** BEGIN Extracted entries **

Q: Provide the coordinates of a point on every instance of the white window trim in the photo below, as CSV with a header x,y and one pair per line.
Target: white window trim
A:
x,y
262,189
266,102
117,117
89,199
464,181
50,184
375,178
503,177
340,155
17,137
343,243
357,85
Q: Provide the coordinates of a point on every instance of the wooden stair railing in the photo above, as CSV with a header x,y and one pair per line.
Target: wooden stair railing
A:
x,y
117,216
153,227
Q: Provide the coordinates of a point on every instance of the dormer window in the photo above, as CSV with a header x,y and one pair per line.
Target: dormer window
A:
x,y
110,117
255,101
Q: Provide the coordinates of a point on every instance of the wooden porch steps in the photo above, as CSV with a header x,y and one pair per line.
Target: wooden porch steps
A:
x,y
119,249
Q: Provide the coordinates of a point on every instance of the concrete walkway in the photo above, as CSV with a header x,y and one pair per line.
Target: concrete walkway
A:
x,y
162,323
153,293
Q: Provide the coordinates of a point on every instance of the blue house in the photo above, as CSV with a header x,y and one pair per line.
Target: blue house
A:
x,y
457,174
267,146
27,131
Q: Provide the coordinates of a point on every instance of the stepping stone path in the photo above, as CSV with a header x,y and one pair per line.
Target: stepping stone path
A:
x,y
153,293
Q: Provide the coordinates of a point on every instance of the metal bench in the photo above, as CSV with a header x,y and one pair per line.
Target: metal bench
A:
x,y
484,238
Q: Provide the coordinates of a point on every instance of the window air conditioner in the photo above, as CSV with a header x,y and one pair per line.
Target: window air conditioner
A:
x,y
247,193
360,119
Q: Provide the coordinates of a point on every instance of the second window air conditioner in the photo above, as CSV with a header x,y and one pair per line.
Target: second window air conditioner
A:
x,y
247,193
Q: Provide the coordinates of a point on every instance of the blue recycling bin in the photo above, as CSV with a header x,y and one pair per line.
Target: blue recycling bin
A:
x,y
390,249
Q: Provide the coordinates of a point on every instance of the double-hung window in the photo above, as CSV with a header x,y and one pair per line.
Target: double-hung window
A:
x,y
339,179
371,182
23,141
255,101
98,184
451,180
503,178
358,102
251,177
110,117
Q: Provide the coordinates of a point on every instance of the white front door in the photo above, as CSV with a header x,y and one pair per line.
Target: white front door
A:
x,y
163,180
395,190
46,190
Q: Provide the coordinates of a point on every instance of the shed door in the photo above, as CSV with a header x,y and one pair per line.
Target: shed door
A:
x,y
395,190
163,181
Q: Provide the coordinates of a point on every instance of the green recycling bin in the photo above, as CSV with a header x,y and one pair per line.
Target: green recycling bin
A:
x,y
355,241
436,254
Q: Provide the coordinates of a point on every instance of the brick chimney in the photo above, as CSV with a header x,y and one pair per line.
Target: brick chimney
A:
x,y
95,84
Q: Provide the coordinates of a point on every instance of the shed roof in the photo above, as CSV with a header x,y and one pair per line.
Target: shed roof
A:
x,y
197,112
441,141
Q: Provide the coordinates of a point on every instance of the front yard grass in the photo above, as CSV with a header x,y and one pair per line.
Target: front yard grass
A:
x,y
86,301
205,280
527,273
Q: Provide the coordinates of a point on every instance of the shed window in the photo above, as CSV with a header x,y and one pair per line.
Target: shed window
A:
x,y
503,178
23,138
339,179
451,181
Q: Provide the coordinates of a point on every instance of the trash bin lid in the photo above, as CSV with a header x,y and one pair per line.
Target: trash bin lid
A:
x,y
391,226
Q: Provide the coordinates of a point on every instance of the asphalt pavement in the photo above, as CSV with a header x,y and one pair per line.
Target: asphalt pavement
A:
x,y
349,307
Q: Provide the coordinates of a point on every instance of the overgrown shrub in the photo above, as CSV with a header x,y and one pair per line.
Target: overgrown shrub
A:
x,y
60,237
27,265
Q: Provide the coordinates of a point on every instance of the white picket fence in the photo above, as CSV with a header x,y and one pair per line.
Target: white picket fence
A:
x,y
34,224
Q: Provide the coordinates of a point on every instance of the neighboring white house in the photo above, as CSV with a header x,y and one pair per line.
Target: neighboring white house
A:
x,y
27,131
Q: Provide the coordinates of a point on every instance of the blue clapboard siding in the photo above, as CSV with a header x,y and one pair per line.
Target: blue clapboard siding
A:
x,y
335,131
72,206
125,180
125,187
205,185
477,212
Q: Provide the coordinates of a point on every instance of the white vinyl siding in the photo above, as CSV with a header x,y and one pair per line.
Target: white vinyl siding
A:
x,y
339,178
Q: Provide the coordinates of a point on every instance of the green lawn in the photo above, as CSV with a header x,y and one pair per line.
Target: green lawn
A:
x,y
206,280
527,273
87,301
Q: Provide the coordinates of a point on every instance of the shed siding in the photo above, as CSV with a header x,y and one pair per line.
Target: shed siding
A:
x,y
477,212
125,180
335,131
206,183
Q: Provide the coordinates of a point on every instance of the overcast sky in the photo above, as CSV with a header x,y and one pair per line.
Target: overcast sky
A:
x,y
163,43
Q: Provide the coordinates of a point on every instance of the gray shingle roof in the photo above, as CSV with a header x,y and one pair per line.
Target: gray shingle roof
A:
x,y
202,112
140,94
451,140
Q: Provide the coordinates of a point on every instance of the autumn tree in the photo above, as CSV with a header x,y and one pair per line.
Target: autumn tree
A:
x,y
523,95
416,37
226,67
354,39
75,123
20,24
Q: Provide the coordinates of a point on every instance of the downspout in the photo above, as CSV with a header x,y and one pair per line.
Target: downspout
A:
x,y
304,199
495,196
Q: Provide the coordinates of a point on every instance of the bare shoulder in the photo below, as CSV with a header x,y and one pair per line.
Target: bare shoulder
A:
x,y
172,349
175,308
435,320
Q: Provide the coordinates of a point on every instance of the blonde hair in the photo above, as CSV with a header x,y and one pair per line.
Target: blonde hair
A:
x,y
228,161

** END Extracted entries **

#### Work to be completed:
Convert all of the records above into a JSON array of strings, with each line as its own string and any blank lines left out.

#### Response:
[
  "Q: Provide the coordinates of a point on every instance of the white window trim in the photo below, as CSV with a header x,y and one pair per line.",
  "Target: white window trim",
  "A:",
  "x,y",
  "262,189",
  "266,102",
  "117,117",
  "89,199",
  "464,181",
  "50,184",
  "375,178",
  "503,177",
  "340,155",
  "17,137",
  "343,243",
  "357,85",
  "Q: Provide the coordinates of a point on every instance of the wooden stair railing in the photo above, as CSV with a header x,y and one pair per line.",
  "Target: wooden stair railing",
  "A:",
  "x,y",
  "117,216",
  "153,227",
  "Q: Provide the coordinates of a point on every instance of the dormer window in the photo above, as CSV with a header x,y and one pair per line.",
  "Target: dormer window",
  "A:",
  "x,y",
  "110,117",
  "255,101",
  "Q: Provide the coordinates of a point on every instance of the wooden porch steps in the photo above, as CSV with a header x,y and one pair per line.",
  "Target: wooden porch steps",
  "A:",
  "x,y",
  "119,249",
  "Q: Provide the coordinates of a point on every instance of the concrete walkway in the photo above, as CSV with a header x,y and one pair per line.",
  "Target: concrete walkway",
  "A:",
  "x,y",
  "162,323",
  "153,293",
  "Q: Provide the coordinates of a point on every instance of the blue house in the photo above, as CSV with a header x,y and one pair per line.",
  "Target: blue house",
  "A:",
  "x,y",
  "457,174",
  "267,146",
  "27,131",
  "Q: Provide the coordinates of a point on every instance of the stepping stone path in the photo above, as CSV with a header x,y and one pair per line.",
  "Target: stepping stone path",
  "A:",
  "x,y",
  "153,293",
  "Q: Provide the coordinates of a point on every instance of the metal bench in the photo above, as CSV with a header x,y and one pair per line.",
  "Target: metal bench",
  "A:",
  "x,y",
  "484,238",
  "Q: Provide the coordinates of a point on every instance of the window air conditioner in the photo above, as CSV with a header x,y and one pair per line.",
  "Target: window air conditioner",
  "A:",
  "x,y",
  "247,193",
  "360,119",
  "Q: Provide the coordinates of a point on every instance of the second window air conditioner in the photo above, as CSV with a header x,y and one pair per line.",
  "Target: second window air conditioner",
  "A:",
  "x,y",
  "247,193",
  "Q: Provide the coordinates of a point on every instance of the blue recycling bin in the photo above, as CSV with a header x,y and one pair per line.",
  "Target: blue recycling bin",
  "A:",
  "x,y",
  "390,249",
  "Q: Provide the coordinates of a point on every instance of the double-hung window in the photo above, as CSV with a header x,y and one pair per line.",
  "Target: double-hung window",
  "A:",
  "x,y",
  "339,179",
  "371,182",
  "23,141",
  "255,101",
  "98,184",
  "451,180",
  "503,178",
  "358,102",
  "251,177",
  "110,117",
  "Q: Provide the coordinates of a point on every instance of the white front door in the photo above, as CSV with a header x,y and one pair per line.",
  "Target: white front door",
  "A:",
  "x,y",
  "163,180",
  "395,190",
  "46,190",
  "Q: Provide the coordinates of a point on every instance of the shed door in the photo above, as CSV with a header x,y and one pair per line.",
  "Target: shed door",
  "A:",
  "x,y",
  "395,190",
  "163,181",
  "Q: Provide the coordinates of a point on every instance of the green recycling bin in the photo above, as CSV with a header x,y and one pair per line.",
  "Target: green recycling bin",
  "A:",
  "x,y",
  "355,241",
  "436,254",
  "Q: Provide the coordinates of a point on every instance of the brick chimney in the photo above, as CSV with a header x,y and one pair per line.",
  "Target: brick chimney",
  "A:",
  "x,y",
  "95,84",
  "Q: Provide the coordinates of a point on every instance of the shed roof in the photo above, as CSV with a header x,y and one pair per line.",
  "Target: shed roof",
  "A:",
  "x,y",
  "197,112",
  "441,141",
  "Q: Provide the coordinates of a point on every instance of the front yard grass in the photo above, as CSV with a header x,y and one pair per line.",
  "Target: front yard grass",
  "A:",
  "x,y",
  "86,301",
  "205,280",
  "527,273",
  "Q: Provide the coordinates of a point on every instance of the shed window in the photo above, as CSV with a header x,y and one pair per line.",
  "Target: shed window",
  "A:",
  "x,y",
  "503,178",
  "23,138",
  "339,179",
  "451,181",
  "Q: Provide the coordinates of a point on every instance of the trash bin lid in the photo above, as CSV with a header x,y and one pair per line.",
  "Target: trash bin lid",
  "A:",
  "x,y",
  "391,226",
  "Q: Provide the coordinates of a point on every instance of the asphalt pavement in the photo above, as CSV with a header x,y and one pair per line.",
  "Target: asphalt pavement",
  "A:",
  "x,y",
  "349,307",
  "Q: Provide the coordinates of a point on every instance of the overgrown shrub in the photo above, as CSV with a header x,y and one pair per line.",
  "Target: overgrown shrub",
  "A:",
  "x,y",
  "60,237",
  "27,265",
  "Q: Provide the coordinates of a point on every instance of the white picket fence in the photo above, as CSV with a header x,y and one pair per line.",
  "Target: white picket fence",
  "A:",
  "x,y",
  "34,224",
  "Q: Provide the coordinates of a point on every instance of the neighboring white house in the photo above, as CSV with a header x,y and one pair per line.",
  "Target: neighboring white house",
  "A:",
  "x,y",
  "27,131",
  "Q: Provide the coordinates of a point on every instance of the blue clapboard siding in the photo above, as CSV with a header x,y and one pair per line.",
  "Target: blue clapboard siding",
  "A:",
  "x,y",
  "335,131",
  "72,206",
  "125,180",
  "125,187",
  "205,185",
  "477,212",
  "Q: Provide the coordinates of a point on every instance of the white vinyl siding in the photo above, as CSV with a header x,y and one pair per line.",
  "Target: white vinyl siding",
  "A:",
  "x,y",
  "339,178",
  "Q: Provide the coordinates of a point on every instance of the green lawn in the photo above, as CSV with a header x,y and one pair per line.",
  "Target: green lawn",
  "A:",
  "x,y",
  "206,280",
  "527,273",
  "87,301",
  "Q: Provide the coordinates of a point on every instance of the shed siding in the photo above, as CSV with a header x,y and one pair per line.",
  "Target: shed siding",
  "A:",
  "x,y",
  "477,212",
  "125,180",
  "335,131",
  "206,183",
  "Q: Provide the coordinates of a point on every instance of the overcast sky in the photo above, as CSV with a header x,y and one pair per line.",
  "Target: overcast sky",
  "A:",
  "x,y",
  "163,43",
  "Q: Provide the coordinates of a point on every instance of the gray shingle roof in the photo above, as CSV with a header x,y and one pair per line.",
  "Target: gray shingle roof",
  "A:",
  "x,y",
  "202,112",
  "140,94",
  "451,140",
  "Q: Provide the coordinates of a point on every instance of the autumn tree in the photo above, as CSV with a header x,y and one pair per line.",
  "Target: autumn tree",
  "A:",
  "x,y",
  "523,95",
  "416,37",
  "226,67",
  "354,39",
  "75,123",
  "20,24",
  "Q: Provide the coordinates of a point on every instance of the downspout in the photo above, as CSV with a header x,y and one pair per line.",
  "Target: downspout",
  "A:",
  "x,y",
  "304,199",
  "495,196",
  "Q: Provide the coordinates of a point on every instance of the bare shoulder in the photo below, as CSV with a header x,y and one pair per line.",
  "Target: bare shoulder",
  "A:",
  "x,y",
  "172,349",
  "175,308",
  "435,320",
  "Q: Provide the coordinates of a point on every instance of the blonde hair in the photo above, as CSV with a header x,y and one pair per line.",
  "Target: blonde hair",
  "A:",
  "x,y",
  "228,161"
]